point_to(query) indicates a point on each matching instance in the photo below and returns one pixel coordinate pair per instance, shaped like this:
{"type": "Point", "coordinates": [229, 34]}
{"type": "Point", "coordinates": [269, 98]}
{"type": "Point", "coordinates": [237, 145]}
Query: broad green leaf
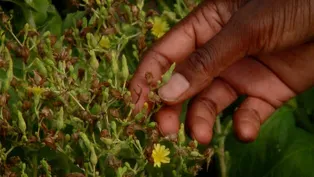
{"type": "Point", "coordinates": [282, 149]}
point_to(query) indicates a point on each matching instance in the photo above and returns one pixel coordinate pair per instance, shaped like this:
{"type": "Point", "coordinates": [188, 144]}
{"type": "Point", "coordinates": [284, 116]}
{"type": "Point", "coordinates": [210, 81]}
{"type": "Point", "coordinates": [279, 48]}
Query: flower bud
{"type": "Point", "coordinates": [21, 122]}
{"type": "Point", "coordinates": [107, 141]}
{"type": "Point", "coordinates": [113, 126]}
{"type": "Point", "coordinates": [166, 77]}
{"type": "Point", "coordinates": [125, 69]}
{"type": "Point", "coordinates": [152, 125]}
{"type": "Point", "coordinates": [181, 135]}
{"type": "Point", "coordinates": [93, 60]}
{"type": "Point", "coordinates": [93, 157]}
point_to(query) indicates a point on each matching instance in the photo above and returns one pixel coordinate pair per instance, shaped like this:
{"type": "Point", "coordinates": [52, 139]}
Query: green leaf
{"type": "Point", "coordinates": [282, 149]}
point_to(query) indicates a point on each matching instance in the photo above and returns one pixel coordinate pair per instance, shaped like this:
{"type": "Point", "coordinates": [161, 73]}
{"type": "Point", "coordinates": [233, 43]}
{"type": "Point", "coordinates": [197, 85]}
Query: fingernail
{"type": "Point", "coordinates": [176, 86]}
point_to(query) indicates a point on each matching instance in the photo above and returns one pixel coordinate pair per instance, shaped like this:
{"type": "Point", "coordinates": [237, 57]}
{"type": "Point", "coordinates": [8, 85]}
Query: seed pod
{"type": "Point", "coordinates": [104, 42]}
{"type": "Point", "coordinates": [93, 60]}
{"type": "Point", "coordinates": [93, 157]}
{"type": "Point", "coordinates": [21, 122]}
{"type": "Point", "coordinates": [113, 126]}
{"type": "Point", "coordinates": [86, 141]}
{"type": "Point", "coordinates": [125, 69]}
{"type": "Point", "coordinates": [67, 138]}
{"type": "Point", "coordinates": [195, 154]}
{"type": "Point", "coordinates": [152, 125]}
{"type": "Point", "coordinates": [139, 116]}
{"type": "Point", "coordinates": [7, 81]}
{"type": "Point", "coordinates": [40, 67]}
{"type": "Point", "coordinates": [166, 77]}
{"type": "Point", "coordinates": [91, 41]}
{"type": "Point", "coordinates": [107, 141]}
{"type": "Point", "coordinates": [181, 135]}
{"type": "Point", "coordinates": [114, 63]}
{"type": "Point", "coordinates": [105, 94]}
{"type": "Point", "coordinates": [46, 167]}
{"type": "Point", "coordinates": [60, 122]}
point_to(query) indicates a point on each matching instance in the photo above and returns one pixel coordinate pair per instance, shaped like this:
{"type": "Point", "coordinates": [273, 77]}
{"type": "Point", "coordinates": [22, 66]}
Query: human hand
{"type": "Point", "coordinates": [228, 48]}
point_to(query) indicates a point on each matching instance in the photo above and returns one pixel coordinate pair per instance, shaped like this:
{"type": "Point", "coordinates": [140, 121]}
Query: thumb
{"type": "Point", "coordinates": [197, 71]}
{"type": "Point", "coordinates": [250, 31]}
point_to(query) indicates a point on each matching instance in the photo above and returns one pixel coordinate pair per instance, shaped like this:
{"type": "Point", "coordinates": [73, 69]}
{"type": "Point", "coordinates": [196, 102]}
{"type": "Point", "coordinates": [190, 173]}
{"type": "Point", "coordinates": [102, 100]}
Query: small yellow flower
{"type": "Point", "coordinates": [36, 90]}
{"type": "Point", "coordinates": [104, 42]}
{"type": "Point", "coordinates": [160, 154]}
{"type": "Point", "coordinates": [160, 27]}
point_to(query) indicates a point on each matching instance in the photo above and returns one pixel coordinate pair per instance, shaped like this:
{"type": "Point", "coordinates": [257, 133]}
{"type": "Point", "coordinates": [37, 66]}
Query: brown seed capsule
{"type": "Point", "coordinates": [116, 93]}
{"type": "Point", "coordinates": [6, 114]}
{"type": "Point", "coordinates": [26, 105]}
{"type": "Point", "coordinates": [209, 152]}
{"type": "Point", "coordinates": [45, 112]}
{"type": "Point", "coordinates": [11, 46]}
{"type": "Point", "coordinates": [3, 100]}
{"type": "Point", "coordinates": [81, 73]}
{"type": "Point", "coordinates": [32, 34]}
{"type": "Point", "coordinates": [75, 175]}
{"type": "Point", "coordinates": [115, 112]}
{"type": "Point", "coordinates": [14, 160]}
{"type": "Point", "coordinates": [53, 40]}
{"type": "Point", "coordinates": [4, 18]}
{"type": "Point", "coordinates": [151, 12]}
{"type": "Point", "coordinates": [2, 62]}
{"type": "Point", "coordinates": [32, 139]}
{"type": "Point", "coordinates": [134, 10]}
{"type": "Point", "coordinates": [142, 43]}
{"type": "Point", "coordinates": [49, 141]}
{"type": "Point", "coordinates": [79, 23]}
{"type": "Point", "coordinates": [104, 133]}
{"type": "Point", "coordinates": [23, 52]}
{"type": "Point", "coordinates": [114, 162]}
{"type": "Point", "coordinates": [192, 144]}
{"type": "Point", "coordinates": [149, 25]}
{"type": "Point", "coordinates": [12, 174]}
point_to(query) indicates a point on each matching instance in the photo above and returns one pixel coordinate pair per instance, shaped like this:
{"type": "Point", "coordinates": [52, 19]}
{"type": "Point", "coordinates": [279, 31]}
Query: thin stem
{"type": "Point", "coordinates": [35, 165]}
{"type": "Point", "coordinates": [221, 149]}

## Given problem
Collect every line of the material above that contains the string "leaf", matching case exactly.

## Response
Query: broad green leaf
Query: green leaf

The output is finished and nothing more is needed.